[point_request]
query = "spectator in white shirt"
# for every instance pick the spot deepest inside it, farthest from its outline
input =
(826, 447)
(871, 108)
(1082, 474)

------------------------

• The exercise: Reproduce all of the material above line for line, with no changes.

• Solution for this task:
[point_request]
query = "spectator in white shirt"
# for every instance pick the spot deepest inside it, farthest from its outline
input =
(826, 447)
(871, 108)
(1082, 474)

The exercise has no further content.